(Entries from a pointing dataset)
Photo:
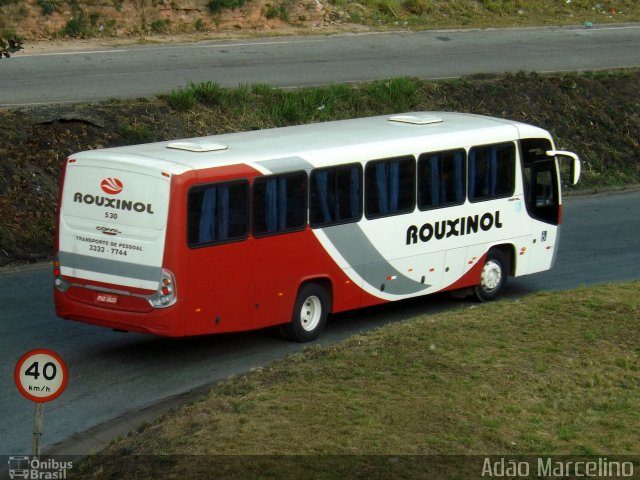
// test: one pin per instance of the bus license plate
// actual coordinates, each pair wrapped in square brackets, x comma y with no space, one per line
[106,298]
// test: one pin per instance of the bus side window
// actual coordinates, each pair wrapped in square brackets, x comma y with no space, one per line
[217,213]
[492,172]
[389,187]
[335,195]
[541,191]
[279,203]
[441,179]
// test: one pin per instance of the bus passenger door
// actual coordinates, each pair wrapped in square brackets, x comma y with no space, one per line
[542,199]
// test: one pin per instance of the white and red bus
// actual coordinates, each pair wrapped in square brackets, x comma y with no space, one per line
[283,226]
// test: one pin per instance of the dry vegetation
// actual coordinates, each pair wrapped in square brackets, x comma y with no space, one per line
[553,374]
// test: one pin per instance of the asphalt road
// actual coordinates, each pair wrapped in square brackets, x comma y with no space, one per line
[143,71]
[114,378]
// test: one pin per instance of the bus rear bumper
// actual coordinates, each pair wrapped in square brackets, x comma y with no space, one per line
[159,322]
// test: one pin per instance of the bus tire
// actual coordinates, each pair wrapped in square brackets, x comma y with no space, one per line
[309,314]
[493,277]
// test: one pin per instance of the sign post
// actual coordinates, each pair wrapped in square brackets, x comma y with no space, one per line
[41,376]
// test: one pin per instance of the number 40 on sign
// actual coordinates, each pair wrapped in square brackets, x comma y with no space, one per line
[41,375]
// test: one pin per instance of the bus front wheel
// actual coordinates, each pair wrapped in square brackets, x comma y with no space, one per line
[309,314]
[493,276]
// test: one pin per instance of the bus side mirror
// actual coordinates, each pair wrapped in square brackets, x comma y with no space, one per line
[574,166]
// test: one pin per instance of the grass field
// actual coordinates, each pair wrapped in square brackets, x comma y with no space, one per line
[551,374]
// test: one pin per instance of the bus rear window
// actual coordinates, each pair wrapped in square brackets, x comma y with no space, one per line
[218,213]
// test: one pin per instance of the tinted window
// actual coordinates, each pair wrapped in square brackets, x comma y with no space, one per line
[279,203]
[441,179]
[335,195]
[492,171]
[389,187]
[217,213]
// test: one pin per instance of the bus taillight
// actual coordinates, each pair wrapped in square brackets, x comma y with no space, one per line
[166,294]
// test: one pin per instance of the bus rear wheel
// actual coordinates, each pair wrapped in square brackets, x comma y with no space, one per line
[493,277]
[309,314]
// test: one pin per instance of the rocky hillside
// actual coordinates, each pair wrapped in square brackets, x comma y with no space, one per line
[40,19]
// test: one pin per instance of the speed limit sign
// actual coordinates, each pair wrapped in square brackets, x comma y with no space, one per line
[41,375]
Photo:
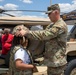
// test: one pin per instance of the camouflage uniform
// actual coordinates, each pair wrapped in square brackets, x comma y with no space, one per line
[13,70]
[55,36]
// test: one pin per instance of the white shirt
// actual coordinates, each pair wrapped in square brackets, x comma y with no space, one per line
[23,55]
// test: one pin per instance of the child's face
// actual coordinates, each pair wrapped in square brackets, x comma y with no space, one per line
[24,43]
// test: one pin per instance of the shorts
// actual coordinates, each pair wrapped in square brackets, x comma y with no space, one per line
[56,70]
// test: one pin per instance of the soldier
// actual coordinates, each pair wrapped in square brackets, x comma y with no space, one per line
[55,35]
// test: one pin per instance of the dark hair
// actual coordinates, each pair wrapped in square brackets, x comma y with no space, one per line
[16,41]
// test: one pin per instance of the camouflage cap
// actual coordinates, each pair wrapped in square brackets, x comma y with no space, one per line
[52,8]
[18,28]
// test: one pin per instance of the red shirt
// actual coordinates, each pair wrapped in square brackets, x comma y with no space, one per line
[6,43]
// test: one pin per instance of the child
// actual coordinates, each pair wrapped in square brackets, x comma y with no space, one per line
[20,59]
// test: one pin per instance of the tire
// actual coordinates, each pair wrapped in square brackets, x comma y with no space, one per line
[70,66]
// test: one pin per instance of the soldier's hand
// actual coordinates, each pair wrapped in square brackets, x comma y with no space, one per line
[22,32]
[35,69]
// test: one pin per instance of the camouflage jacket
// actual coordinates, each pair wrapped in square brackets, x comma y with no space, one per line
[55,36]
[12,68]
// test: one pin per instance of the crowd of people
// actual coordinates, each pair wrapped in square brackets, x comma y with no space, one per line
[55,37]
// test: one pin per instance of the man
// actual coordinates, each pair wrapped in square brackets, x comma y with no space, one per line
[55,35]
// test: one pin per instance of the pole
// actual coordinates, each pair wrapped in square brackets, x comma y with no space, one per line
[50,2]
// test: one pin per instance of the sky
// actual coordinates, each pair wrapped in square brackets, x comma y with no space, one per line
[41,5]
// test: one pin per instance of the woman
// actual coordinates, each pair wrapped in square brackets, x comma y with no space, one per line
[20,59]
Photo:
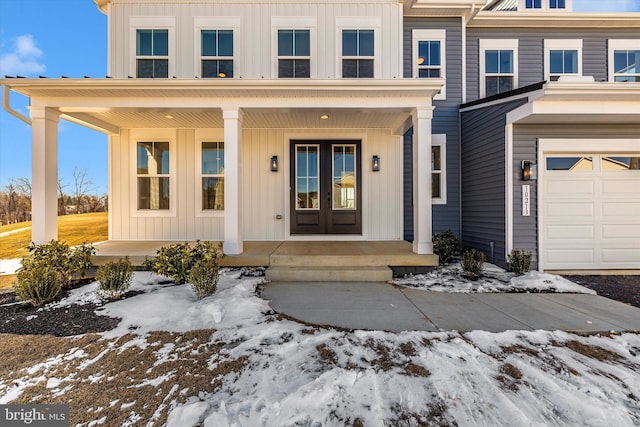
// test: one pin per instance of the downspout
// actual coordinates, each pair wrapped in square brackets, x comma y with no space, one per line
[6,104]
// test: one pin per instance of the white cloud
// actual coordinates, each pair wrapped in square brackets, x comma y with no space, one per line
[606,6]
[23,59]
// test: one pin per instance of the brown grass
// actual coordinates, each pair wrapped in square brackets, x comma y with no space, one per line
[72,229]
[117,377]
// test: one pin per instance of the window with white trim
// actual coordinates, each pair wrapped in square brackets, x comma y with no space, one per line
[562,58]
[152,53]
[294,53]
[429,55]
[152,44]
[153,175]
[212,175]
[216,53]
[358,53]
[624,61]
[438,170]
[498,66]
[545,5]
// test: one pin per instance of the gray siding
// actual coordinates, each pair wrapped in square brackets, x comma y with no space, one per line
[445,121]
[531,52]
[483,179]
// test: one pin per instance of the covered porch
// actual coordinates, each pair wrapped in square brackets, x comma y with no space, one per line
[257,120]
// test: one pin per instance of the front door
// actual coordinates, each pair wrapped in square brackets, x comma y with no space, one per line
[326,194]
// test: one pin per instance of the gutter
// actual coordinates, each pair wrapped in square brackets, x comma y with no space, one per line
[6,104]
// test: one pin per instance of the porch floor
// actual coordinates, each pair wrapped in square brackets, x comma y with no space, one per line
[268,253]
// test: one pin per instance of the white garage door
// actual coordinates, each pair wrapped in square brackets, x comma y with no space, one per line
[590,211]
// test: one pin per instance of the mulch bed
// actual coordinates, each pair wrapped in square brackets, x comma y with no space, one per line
[22,318]
[620,288]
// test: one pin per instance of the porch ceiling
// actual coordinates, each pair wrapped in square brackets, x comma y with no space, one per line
[254,118]
[113,104]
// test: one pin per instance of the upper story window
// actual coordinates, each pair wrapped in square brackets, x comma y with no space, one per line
[498,66]
[429,55]
[152,53]
[533,4]
[624,61]
[216,53]
[545,5]
[153,177]
[151,46]
[294,53]
[358,53]
[562,58]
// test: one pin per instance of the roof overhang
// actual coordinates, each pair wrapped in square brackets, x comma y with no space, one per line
[560,103]
[109,105]
[444,8]
[504,19]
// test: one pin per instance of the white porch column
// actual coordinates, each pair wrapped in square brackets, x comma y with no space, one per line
[422,222]
[232,244]
[44,180]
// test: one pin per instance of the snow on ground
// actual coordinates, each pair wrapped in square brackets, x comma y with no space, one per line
[10,266]
[494,279]
[304,376]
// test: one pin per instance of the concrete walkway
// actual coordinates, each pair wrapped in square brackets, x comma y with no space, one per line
[382,306]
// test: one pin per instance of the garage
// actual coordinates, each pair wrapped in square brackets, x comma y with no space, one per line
[589,205]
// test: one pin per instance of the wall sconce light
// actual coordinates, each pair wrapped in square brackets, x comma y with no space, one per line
[375,164]
[529,171]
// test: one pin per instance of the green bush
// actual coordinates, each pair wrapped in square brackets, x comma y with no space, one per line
[519,261]
[38,284]
[204,277]
[472,264]
[177,260]
[447,246]
[114,278]
[61,258]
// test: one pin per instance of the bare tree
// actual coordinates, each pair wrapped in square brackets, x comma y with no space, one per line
[83,185]
[61,203]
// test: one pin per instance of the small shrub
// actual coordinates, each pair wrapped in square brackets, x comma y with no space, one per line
[38,284]
[447,246]
[114,278]
[519,261]
[61,258]
[204,277]
[177,260]
[472,264]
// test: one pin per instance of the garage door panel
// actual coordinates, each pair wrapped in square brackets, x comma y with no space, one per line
[564,232]
[572,188]
[619,209]
[619,187]
[571,256]
[591,220]
[620,255]
[577,209]
[614,231]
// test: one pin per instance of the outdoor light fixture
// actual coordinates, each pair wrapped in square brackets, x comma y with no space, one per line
[375,164]
[529,171]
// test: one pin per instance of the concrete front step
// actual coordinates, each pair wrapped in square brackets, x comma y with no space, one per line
[328,274]
[353,261]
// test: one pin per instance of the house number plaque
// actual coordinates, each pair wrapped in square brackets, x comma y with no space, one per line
[526,200]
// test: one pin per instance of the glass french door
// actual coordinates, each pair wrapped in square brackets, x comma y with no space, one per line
[325,187]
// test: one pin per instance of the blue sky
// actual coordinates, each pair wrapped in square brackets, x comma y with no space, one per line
[68,37]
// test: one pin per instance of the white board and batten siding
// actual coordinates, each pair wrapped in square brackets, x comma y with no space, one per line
[265,194]
[590,214]
[255,37]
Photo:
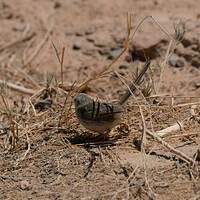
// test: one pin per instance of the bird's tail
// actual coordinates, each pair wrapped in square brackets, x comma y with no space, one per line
[134,85]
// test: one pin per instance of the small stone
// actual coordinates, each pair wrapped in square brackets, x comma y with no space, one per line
[25,185]
[77,45]
[57,4]
[114,52]
[123,67]
[197,85]
[176,61]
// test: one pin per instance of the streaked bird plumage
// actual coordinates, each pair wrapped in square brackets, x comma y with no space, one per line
[101,116]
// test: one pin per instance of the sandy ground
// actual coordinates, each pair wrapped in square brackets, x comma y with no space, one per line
[44,162]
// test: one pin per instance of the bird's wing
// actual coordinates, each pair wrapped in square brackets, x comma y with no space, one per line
[100,111]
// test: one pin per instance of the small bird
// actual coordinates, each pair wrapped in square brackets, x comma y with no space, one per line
[99,116]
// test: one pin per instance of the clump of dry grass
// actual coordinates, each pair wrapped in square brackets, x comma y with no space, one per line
[50,111]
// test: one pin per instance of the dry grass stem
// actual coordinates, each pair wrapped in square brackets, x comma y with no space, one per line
[178,153]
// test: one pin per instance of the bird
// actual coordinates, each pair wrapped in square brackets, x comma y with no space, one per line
[100,116]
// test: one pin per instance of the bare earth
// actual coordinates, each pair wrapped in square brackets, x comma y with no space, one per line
[47,161]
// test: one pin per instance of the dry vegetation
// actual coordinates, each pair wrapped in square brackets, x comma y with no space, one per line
[46,154]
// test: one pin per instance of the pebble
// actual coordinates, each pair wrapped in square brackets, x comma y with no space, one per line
[176,61]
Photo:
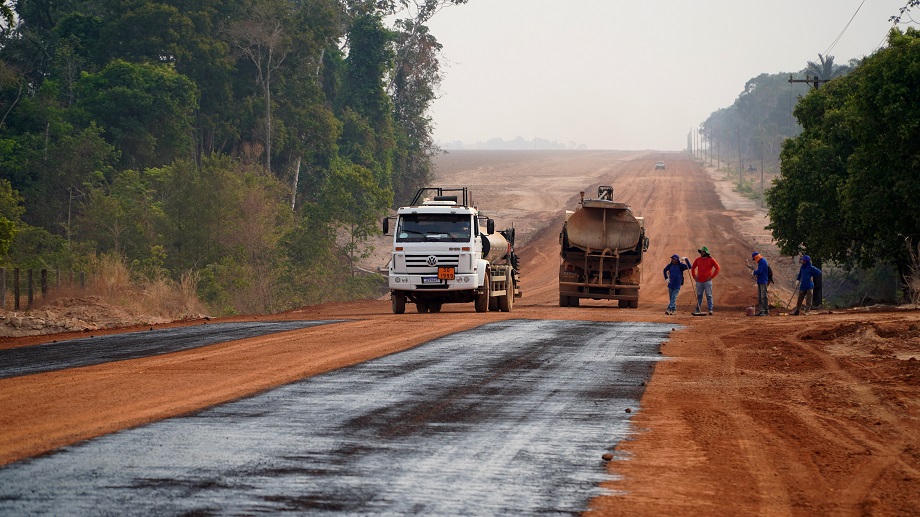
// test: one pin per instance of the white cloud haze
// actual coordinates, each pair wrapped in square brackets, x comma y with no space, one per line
[611,74]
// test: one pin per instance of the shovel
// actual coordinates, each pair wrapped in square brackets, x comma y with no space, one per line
[696,312]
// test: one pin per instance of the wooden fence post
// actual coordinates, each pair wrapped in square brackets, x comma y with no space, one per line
[30,290]
[16,289]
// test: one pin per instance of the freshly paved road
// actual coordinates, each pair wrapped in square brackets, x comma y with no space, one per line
[509,418]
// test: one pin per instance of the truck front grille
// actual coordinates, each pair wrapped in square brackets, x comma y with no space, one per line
[419,263]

# [Instruction]
Will you repeat the material above, but only from the line containing "of the pebble" through its last line, exactly and without the pictures?

# [Exercise solution]
// test: one pin per instance of the pebble
// actual coordinates, each pair wrapped in square brackets, x comma y with no space, one per line
[176,61]
Photo:
// test: one pin per instance of the white cloud haze
// actual coordinates, each pair wrapped in square brackets, x comma y with no space, one per line
[611,74]
// test: one pin per instance of the shovel
// actual coordinates, each pair wrapped in square brackets, x comma y with no space, one per line
[696,312]
// test: one pin per instance of the wooden fence post
// actual coordinates, each pair wrapped in square brackets, x comma y with no space, one per line
[30,290]
[16,289]
// test: one pin per instance of the freshly paved road
// actual coordinates, each pair wrapped in square brackets, x comma y with no space, one per line
[509,418]
// test: one pin per instance of the truck front grille
// actual coordinates, each pair wrapped in square brackets, x comma y with no space, one per line
[419,263]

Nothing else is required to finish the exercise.